__What is expected__.
From the line with "Query: white sponsor sign" to the final line of the records, reproduce every line exactly and only those lines.
* * * *
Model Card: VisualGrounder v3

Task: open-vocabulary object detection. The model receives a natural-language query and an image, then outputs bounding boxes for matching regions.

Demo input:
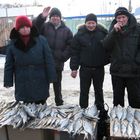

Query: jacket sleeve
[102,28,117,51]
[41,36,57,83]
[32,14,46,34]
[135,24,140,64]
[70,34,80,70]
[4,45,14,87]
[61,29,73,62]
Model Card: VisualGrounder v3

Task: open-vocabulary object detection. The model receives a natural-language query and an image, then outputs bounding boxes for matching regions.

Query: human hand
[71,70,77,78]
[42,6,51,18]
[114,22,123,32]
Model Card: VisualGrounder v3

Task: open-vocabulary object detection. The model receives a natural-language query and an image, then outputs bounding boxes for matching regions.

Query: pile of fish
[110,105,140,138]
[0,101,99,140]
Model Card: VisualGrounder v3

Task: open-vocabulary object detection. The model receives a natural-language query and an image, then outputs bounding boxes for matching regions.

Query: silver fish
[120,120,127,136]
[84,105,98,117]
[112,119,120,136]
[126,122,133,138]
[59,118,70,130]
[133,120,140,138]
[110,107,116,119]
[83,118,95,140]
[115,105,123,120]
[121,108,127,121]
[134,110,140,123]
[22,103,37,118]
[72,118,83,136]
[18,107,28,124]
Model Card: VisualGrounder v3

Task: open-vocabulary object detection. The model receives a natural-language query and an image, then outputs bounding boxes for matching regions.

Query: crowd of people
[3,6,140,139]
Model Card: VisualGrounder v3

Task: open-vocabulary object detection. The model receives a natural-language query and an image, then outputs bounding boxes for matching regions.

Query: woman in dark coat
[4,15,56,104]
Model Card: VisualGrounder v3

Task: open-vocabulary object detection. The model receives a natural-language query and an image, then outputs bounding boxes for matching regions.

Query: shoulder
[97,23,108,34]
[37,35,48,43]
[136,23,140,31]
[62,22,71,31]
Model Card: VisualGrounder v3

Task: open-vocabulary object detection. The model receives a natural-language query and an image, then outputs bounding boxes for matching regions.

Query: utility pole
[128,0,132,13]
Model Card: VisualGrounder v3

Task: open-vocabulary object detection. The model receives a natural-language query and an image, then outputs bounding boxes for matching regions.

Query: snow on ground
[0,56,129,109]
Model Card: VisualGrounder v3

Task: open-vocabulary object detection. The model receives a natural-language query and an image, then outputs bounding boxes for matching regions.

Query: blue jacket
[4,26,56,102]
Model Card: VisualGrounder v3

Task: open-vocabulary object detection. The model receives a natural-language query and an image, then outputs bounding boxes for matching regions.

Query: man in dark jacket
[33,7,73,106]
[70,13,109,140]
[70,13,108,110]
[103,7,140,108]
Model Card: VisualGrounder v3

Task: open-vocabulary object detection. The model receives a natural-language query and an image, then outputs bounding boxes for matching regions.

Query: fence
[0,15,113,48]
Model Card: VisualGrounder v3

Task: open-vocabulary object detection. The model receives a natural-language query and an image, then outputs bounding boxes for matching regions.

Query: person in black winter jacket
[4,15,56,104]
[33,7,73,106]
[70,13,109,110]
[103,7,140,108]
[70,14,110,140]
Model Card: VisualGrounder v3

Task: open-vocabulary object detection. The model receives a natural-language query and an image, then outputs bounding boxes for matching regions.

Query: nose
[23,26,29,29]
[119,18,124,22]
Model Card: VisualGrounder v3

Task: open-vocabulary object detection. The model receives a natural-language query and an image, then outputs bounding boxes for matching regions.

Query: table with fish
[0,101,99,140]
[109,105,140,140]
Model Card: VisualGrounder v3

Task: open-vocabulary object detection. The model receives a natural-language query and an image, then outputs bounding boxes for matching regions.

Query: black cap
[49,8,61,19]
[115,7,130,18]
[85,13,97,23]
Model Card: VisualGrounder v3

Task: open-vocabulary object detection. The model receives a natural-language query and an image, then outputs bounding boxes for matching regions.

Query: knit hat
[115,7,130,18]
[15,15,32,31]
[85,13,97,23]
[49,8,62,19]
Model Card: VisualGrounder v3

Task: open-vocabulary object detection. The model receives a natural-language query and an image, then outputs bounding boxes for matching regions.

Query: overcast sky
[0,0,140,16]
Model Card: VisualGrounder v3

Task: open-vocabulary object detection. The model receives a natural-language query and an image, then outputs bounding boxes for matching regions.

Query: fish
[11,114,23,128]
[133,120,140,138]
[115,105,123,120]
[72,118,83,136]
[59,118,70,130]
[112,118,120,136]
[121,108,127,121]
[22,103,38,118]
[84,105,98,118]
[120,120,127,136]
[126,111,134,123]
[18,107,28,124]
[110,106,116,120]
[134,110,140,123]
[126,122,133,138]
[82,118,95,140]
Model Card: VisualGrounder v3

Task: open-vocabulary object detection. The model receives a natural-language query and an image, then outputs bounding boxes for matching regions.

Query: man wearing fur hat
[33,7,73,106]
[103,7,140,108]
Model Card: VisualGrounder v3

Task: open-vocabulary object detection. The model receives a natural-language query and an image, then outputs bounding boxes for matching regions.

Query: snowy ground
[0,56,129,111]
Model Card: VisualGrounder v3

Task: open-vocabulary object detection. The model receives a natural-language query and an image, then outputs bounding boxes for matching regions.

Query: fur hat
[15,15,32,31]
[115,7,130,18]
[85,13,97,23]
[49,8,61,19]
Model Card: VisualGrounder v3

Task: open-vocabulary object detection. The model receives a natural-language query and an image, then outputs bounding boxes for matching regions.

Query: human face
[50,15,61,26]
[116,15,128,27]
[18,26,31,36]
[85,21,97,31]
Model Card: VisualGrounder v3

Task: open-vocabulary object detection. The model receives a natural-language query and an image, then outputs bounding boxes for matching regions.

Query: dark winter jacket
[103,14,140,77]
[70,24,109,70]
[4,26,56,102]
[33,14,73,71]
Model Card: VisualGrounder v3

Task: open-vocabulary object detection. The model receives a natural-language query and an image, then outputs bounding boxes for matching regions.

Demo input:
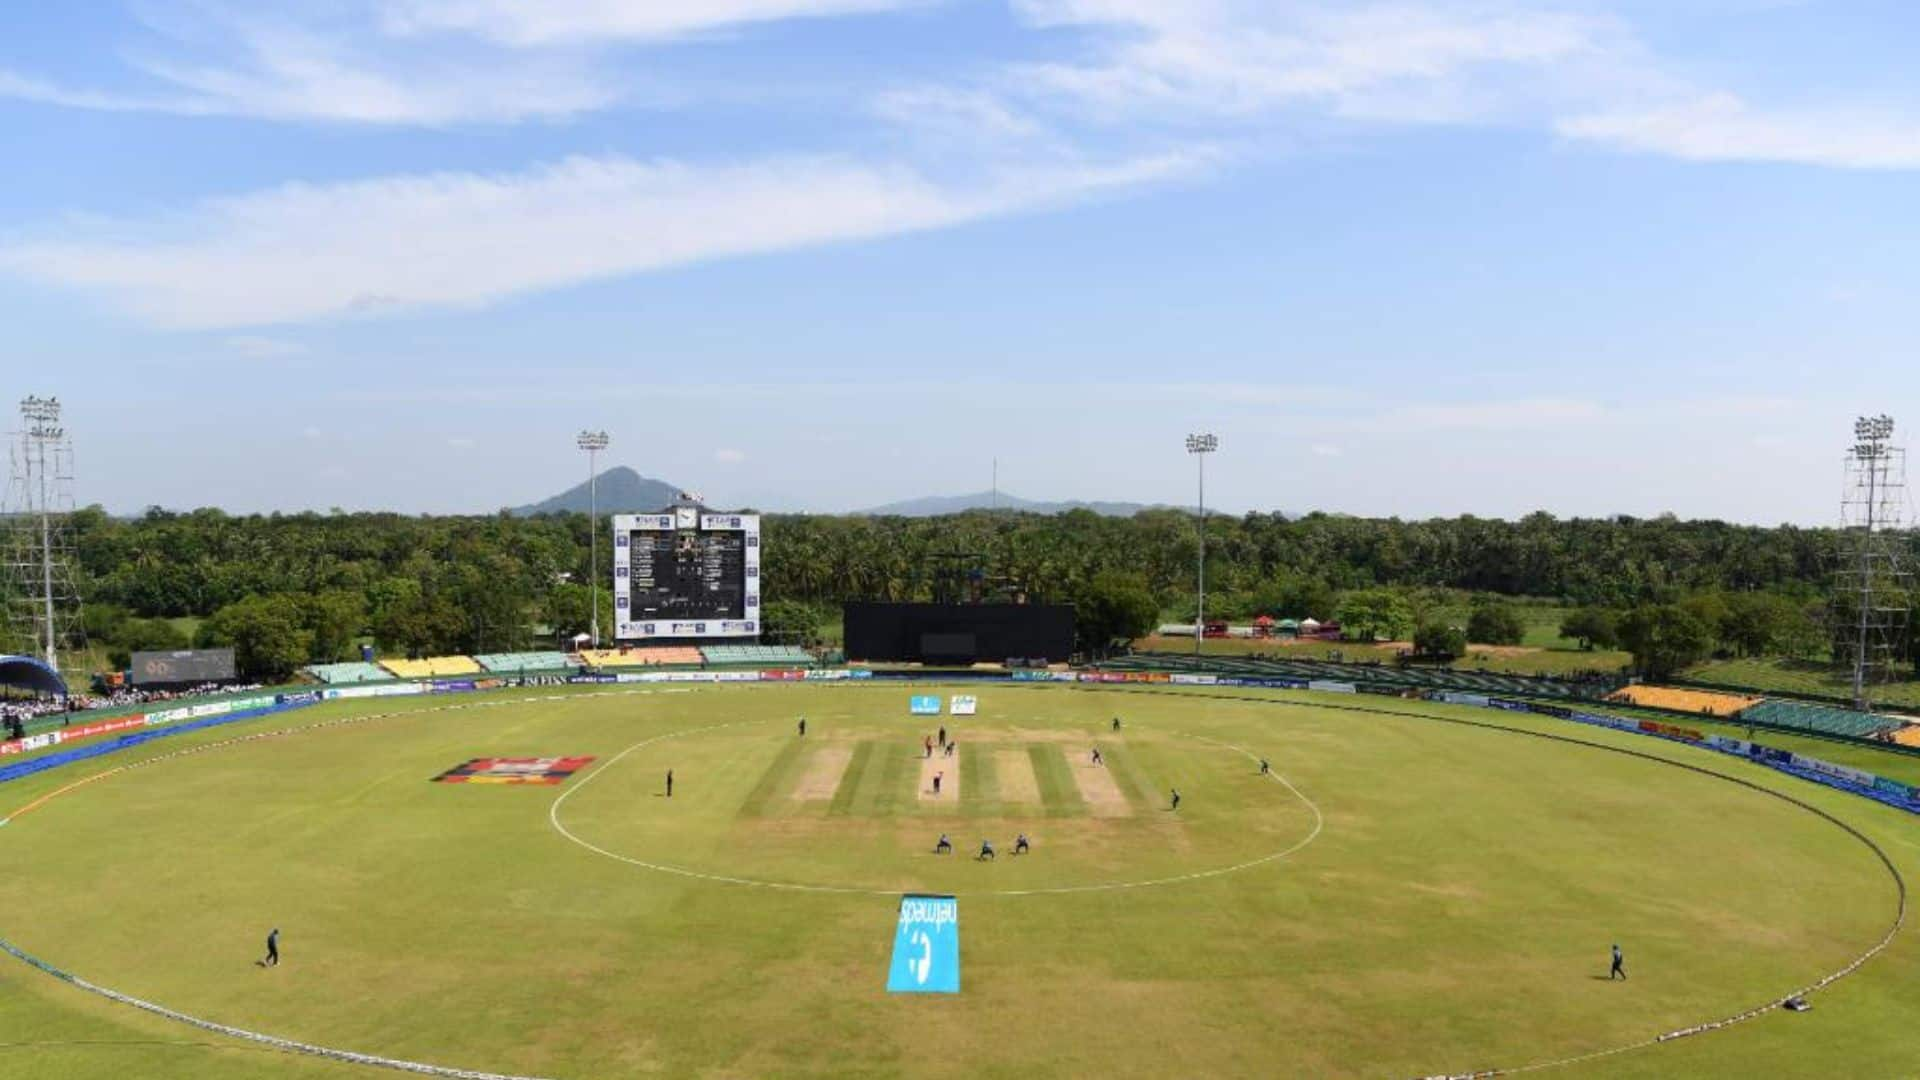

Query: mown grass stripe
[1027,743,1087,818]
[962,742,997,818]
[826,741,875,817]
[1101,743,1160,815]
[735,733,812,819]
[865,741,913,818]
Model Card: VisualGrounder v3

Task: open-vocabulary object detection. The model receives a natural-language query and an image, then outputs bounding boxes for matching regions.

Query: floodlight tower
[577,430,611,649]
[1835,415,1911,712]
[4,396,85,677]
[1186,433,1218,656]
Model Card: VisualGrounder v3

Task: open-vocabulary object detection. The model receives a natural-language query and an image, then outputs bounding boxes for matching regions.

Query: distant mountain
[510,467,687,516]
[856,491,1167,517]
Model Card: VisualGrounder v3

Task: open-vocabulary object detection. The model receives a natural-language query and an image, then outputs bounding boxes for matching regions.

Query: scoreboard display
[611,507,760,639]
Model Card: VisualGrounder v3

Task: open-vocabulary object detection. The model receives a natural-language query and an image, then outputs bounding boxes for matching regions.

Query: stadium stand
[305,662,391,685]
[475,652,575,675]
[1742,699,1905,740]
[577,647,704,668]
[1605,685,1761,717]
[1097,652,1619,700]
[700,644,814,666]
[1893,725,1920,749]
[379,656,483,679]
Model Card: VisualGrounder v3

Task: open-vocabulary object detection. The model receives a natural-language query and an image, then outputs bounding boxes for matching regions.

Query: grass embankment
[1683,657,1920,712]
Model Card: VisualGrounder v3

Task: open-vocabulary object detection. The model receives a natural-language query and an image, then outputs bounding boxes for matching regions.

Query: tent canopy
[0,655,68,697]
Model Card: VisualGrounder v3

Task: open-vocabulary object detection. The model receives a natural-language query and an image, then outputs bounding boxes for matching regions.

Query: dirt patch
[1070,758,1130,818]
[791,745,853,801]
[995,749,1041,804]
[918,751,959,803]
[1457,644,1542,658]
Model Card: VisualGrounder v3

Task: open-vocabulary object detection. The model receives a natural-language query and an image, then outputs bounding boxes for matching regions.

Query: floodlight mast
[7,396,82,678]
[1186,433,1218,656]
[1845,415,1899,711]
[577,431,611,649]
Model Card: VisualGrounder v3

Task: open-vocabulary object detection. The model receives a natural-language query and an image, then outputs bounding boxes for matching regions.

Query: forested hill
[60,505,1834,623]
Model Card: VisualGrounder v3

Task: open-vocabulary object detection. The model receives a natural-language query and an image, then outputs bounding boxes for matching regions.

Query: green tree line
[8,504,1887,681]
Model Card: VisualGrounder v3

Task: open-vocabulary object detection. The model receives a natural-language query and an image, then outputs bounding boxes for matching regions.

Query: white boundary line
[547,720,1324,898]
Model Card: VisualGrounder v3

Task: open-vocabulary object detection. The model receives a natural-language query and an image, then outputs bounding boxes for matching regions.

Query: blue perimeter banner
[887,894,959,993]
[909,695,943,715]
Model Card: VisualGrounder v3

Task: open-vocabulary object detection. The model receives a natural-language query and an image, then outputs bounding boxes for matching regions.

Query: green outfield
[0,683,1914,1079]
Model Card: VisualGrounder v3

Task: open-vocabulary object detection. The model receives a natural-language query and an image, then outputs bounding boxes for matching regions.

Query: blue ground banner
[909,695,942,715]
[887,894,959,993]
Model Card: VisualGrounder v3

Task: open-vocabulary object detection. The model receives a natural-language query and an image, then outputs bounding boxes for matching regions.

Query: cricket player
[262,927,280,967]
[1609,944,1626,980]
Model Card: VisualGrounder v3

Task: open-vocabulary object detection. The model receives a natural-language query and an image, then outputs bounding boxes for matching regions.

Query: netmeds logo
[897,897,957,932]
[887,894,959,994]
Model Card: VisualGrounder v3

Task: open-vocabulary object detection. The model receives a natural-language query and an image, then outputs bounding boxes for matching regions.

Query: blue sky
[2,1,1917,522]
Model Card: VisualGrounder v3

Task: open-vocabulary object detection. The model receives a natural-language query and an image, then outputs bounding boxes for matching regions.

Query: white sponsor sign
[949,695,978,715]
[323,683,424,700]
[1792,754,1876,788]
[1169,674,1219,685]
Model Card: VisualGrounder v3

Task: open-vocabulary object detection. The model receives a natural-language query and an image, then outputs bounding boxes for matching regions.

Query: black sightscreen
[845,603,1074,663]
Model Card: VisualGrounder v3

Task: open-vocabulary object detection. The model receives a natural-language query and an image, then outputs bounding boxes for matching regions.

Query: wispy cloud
* * * *
__Your response__.
Query: white sponsor sign
[949,695,978,715]
[323,683,424,700]
[1792,754,1876,788]
[1169,674,1219,685]
Model Card: VisualGrounder v3

Task: open-vocabulary object detection. The model receives a natural-language query and an image, then outputs bounding boxes for matching regions.

Query: black sightscreen
[845,603,1074,663]
Model Card: VisualGrounder v3

Task: open-vocabulary object detection. The model receives a natural-language query and an image, then outputs bounding boxes for matching regions.

Query: wispy cloud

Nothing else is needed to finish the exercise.